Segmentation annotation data

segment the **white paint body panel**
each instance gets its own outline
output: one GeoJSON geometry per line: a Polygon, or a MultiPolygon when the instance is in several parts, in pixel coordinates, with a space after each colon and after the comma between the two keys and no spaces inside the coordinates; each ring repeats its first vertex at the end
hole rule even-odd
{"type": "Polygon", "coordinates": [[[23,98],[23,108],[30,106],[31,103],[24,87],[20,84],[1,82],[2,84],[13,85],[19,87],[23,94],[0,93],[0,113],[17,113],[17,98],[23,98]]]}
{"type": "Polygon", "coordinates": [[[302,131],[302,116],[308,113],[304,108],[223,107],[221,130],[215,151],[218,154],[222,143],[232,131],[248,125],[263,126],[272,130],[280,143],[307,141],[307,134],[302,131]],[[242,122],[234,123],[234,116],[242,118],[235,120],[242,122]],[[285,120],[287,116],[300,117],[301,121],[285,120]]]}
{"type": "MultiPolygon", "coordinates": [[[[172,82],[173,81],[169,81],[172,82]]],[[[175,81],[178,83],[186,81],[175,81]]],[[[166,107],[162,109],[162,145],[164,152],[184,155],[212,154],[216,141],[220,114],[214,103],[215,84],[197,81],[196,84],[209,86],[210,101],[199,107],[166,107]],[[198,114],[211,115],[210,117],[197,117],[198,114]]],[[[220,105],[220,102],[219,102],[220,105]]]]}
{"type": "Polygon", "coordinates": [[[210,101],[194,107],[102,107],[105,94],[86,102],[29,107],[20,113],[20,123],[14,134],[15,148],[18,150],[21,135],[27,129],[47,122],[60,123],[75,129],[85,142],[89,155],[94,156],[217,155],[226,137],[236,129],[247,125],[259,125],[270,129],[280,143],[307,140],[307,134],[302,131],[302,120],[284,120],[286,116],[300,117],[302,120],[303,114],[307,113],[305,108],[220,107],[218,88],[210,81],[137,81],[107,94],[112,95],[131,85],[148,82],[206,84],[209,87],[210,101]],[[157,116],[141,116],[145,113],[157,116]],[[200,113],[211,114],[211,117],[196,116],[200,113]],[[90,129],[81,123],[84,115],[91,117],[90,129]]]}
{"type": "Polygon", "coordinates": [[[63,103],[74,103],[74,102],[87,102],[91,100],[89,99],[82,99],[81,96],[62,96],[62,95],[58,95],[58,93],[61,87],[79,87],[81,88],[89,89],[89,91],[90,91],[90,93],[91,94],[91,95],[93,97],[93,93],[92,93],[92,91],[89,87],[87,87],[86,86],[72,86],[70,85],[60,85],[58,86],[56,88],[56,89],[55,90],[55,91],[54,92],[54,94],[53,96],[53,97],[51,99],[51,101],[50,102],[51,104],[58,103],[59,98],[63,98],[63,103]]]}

• **WHAT YOU ARE ASKED TO DO**
Rewrite everything from the start of the data down to the line "each instance gets its own outline", swapping "outline" for "polygon" and changing nothing else.

• **SOLUTION BELOW**
segment the **white paint body panel**
each instance gets its own polygon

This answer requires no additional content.